PROBLEM DESCRIPTION: Please update the part that opens with the line containing "Target: ocean water" and closes with the line containing "POLYGON ((256 22, 1", changing "ocean water" to "sea water" and leaving everything else as it is. Return only those lines.

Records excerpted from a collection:
+++++

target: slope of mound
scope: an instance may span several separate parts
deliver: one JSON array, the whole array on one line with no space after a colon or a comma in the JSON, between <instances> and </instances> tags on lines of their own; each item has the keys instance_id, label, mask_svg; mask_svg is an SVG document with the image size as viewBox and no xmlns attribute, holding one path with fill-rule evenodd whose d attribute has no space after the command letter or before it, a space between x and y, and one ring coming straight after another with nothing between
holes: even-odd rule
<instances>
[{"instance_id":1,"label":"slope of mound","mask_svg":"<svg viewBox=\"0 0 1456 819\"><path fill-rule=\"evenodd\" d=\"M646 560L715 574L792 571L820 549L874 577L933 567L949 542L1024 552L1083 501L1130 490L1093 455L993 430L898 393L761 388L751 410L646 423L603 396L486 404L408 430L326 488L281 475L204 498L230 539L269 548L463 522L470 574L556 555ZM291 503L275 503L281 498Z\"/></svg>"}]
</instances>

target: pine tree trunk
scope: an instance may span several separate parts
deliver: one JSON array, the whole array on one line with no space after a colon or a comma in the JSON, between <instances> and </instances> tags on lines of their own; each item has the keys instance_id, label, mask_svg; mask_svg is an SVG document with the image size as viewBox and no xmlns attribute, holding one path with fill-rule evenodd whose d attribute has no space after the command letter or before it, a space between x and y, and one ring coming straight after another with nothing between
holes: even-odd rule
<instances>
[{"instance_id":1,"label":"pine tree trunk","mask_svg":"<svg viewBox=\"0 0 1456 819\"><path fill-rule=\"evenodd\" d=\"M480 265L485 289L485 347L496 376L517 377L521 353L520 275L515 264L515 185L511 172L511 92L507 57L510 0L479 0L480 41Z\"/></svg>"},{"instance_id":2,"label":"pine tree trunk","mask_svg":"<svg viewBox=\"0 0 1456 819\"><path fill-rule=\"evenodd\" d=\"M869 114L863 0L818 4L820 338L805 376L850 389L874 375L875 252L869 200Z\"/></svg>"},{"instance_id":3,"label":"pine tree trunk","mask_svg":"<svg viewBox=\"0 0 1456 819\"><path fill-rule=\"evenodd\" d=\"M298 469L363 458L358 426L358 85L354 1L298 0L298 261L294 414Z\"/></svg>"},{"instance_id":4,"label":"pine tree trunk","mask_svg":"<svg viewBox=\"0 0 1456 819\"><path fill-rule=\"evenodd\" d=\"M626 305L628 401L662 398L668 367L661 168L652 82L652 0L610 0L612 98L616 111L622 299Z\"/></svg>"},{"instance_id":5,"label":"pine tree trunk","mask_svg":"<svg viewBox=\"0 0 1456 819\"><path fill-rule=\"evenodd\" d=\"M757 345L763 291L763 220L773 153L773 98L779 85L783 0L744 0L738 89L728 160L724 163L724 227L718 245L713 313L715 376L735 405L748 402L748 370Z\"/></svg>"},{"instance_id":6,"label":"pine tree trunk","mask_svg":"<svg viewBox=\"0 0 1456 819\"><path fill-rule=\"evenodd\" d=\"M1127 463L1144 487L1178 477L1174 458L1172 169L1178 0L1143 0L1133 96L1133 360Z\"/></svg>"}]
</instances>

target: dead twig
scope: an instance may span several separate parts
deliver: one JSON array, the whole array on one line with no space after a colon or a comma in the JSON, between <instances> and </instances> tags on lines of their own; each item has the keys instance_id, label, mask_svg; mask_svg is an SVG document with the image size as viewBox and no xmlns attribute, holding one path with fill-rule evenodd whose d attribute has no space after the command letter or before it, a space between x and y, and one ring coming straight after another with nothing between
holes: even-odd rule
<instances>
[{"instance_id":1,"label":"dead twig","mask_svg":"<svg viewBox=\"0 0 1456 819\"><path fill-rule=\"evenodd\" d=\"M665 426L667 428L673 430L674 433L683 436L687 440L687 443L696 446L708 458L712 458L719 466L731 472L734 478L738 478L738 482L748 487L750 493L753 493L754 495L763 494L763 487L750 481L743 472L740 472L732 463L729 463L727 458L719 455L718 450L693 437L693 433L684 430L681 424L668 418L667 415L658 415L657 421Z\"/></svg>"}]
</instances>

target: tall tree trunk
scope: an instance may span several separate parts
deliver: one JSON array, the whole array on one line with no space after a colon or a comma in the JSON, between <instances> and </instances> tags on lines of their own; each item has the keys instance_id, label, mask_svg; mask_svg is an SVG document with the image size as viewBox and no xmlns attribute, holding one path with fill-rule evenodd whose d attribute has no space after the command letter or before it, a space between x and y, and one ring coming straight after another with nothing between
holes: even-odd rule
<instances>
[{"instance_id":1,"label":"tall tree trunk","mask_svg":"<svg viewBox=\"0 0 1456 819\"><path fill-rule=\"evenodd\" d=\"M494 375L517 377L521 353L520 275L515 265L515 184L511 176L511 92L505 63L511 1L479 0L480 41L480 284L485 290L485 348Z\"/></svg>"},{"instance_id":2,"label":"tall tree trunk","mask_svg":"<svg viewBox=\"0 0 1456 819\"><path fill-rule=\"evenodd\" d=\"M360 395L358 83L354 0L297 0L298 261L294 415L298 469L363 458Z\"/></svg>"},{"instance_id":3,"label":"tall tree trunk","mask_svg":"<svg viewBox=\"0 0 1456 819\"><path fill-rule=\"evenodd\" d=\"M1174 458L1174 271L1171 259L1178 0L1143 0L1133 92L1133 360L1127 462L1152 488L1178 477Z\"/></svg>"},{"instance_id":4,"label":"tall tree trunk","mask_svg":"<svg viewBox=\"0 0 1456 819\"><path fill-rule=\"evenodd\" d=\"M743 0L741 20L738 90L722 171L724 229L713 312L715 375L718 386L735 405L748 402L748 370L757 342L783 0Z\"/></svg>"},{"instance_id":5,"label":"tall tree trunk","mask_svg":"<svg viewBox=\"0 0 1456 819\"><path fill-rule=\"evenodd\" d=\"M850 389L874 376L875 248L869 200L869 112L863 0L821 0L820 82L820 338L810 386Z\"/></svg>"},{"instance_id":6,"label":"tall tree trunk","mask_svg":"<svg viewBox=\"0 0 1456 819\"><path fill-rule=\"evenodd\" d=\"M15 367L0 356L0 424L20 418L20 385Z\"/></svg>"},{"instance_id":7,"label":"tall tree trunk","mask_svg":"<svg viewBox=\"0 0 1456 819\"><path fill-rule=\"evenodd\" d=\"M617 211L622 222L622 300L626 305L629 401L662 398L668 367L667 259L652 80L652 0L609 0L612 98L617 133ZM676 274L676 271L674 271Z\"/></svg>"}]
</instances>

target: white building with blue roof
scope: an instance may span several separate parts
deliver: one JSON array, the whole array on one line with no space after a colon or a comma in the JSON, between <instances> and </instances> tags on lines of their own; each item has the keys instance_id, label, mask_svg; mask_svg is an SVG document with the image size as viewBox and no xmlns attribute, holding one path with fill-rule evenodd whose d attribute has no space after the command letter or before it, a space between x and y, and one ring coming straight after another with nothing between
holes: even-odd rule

+++++

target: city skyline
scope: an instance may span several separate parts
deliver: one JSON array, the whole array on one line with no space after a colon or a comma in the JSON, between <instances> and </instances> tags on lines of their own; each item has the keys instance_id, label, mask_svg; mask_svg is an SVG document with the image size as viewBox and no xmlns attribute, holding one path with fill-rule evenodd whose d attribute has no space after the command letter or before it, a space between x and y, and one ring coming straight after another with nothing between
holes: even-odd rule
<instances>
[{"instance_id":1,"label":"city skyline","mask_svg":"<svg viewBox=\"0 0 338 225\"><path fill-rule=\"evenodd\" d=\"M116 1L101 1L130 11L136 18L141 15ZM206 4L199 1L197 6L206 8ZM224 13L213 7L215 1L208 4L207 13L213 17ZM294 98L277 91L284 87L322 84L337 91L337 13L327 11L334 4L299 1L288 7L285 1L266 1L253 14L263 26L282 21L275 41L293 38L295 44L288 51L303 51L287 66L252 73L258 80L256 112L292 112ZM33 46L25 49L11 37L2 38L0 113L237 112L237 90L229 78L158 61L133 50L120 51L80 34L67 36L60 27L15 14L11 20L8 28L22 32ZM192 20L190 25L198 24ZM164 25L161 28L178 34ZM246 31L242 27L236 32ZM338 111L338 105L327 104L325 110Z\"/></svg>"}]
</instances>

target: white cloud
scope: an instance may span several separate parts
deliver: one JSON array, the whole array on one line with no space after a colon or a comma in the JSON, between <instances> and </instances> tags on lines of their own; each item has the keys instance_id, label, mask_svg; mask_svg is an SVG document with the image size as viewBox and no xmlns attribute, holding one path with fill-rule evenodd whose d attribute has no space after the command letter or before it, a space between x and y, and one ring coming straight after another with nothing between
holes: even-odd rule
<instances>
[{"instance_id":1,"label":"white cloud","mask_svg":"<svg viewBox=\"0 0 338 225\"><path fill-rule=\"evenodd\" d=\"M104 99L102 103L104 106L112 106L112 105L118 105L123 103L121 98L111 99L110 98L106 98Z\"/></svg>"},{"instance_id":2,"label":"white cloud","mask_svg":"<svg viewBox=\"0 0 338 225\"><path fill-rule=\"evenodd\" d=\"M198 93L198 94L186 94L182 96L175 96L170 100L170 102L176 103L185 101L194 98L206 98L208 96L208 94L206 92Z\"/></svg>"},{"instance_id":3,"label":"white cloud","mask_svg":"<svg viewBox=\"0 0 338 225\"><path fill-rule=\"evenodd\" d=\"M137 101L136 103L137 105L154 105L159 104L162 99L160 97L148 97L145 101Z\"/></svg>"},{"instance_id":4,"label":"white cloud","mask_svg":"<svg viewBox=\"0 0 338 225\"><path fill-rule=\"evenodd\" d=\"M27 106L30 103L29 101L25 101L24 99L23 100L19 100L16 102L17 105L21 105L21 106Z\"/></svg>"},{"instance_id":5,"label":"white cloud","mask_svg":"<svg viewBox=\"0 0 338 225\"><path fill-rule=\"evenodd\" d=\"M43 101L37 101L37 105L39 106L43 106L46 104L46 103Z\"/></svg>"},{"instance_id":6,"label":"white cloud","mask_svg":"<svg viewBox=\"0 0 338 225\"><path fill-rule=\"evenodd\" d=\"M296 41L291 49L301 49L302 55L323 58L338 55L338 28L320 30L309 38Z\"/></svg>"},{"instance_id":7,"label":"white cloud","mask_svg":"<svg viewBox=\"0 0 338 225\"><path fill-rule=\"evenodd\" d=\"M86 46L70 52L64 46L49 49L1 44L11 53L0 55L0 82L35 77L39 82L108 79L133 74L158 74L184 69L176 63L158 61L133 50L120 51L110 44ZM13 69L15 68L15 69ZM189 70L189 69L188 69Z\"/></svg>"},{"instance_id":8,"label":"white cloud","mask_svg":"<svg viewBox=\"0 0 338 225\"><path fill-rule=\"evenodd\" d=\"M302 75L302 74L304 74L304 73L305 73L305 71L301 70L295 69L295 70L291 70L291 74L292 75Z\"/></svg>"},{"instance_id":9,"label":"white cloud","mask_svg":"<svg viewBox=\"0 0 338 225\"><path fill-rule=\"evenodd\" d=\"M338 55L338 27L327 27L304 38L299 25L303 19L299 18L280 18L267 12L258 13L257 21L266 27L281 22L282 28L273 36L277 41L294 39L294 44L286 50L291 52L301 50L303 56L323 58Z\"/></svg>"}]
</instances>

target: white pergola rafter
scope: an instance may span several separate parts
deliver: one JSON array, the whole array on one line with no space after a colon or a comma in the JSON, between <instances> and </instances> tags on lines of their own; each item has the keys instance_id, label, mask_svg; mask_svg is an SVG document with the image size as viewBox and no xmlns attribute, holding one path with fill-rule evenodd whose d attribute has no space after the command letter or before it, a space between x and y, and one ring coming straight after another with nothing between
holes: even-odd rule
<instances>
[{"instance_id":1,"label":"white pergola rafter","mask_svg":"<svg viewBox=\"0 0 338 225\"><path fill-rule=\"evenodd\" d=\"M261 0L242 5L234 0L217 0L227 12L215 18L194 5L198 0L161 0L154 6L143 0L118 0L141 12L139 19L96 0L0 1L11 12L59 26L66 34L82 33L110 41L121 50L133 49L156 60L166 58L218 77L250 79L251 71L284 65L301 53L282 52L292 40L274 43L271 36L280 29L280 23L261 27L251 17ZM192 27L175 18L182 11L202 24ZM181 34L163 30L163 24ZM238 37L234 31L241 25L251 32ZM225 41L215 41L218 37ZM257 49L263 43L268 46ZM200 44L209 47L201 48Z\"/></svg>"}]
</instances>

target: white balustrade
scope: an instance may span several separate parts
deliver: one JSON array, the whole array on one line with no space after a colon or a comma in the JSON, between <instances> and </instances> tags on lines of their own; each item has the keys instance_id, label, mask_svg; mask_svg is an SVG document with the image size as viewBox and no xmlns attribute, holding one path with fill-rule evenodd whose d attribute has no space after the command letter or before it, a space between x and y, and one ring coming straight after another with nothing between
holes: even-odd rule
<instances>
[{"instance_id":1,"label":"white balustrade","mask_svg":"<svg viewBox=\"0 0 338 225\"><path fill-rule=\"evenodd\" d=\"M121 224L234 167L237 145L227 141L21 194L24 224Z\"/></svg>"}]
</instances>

+++++

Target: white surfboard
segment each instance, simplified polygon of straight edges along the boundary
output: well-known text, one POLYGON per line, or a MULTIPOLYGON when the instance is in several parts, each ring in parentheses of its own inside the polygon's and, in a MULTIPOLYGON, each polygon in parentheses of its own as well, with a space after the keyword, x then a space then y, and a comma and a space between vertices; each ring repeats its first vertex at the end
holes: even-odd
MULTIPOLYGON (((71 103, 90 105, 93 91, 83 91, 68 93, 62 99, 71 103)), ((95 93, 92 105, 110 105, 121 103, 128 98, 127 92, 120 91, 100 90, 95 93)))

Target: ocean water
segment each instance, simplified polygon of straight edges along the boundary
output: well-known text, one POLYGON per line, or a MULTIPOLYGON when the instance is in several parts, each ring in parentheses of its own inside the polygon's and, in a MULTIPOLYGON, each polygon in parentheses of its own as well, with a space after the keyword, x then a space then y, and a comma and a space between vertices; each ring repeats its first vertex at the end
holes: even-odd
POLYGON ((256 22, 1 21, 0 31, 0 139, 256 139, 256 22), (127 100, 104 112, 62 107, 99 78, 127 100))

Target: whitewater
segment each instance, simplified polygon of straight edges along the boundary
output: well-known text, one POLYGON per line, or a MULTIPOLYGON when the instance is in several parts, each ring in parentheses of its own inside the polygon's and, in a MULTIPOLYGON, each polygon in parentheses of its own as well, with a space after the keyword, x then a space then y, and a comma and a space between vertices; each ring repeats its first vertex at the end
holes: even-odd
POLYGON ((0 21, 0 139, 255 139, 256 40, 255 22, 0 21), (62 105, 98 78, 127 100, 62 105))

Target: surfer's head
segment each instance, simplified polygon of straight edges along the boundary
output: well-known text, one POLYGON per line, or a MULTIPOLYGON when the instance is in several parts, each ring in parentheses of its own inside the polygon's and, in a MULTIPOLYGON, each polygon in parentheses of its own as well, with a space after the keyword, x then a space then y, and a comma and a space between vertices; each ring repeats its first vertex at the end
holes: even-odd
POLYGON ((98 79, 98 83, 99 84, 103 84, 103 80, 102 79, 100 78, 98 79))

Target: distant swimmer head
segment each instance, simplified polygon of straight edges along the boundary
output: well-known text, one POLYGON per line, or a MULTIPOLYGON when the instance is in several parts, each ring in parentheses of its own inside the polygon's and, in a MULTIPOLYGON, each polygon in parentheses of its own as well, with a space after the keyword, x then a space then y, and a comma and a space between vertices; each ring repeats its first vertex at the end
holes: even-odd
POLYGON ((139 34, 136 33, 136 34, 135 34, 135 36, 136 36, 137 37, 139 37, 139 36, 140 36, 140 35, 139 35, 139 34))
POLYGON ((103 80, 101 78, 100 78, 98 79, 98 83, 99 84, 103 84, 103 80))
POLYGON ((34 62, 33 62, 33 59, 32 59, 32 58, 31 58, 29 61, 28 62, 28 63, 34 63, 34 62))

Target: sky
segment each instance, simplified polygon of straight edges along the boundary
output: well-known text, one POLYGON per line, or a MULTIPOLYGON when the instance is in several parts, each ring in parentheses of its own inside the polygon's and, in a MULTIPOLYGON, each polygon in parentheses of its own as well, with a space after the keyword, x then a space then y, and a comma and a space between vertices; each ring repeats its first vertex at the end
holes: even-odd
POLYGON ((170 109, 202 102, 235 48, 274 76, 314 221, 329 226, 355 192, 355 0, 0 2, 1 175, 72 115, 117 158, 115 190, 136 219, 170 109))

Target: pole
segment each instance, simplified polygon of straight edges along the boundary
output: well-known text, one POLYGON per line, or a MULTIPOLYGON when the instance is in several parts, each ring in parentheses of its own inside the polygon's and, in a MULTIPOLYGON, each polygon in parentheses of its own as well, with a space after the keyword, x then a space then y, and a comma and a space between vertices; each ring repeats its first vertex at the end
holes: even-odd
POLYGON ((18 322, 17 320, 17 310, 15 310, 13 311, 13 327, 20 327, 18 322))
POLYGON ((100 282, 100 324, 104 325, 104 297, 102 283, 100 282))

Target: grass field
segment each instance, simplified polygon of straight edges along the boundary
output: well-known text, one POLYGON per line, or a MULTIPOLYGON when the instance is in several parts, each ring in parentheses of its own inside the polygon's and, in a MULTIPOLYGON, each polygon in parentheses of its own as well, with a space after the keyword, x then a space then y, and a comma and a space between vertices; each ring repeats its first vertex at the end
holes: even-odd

+++++

FULL RESPONSE:
Target: sea water
segment each instance, simplified polygon of straight edges along the boundary
output: well-known text, one POLYGON per line, or a MULTIPOLYGON when the instance is in several parts, each ring in parentheses of its own inside the polygon's and, in a MULTIPOLYGON, each polygon in parentheses of its own as well, with a space after the keyword, x then a space then y, and a comma and a space between vertices; each ring repeats its first vertex at the end
holes: even-odd
POLYGON ((256 22, 1 21, 0 31, 0 139, 256 139, 256 22), (127 100, 104 112, 62 107, 99 78, 127 100))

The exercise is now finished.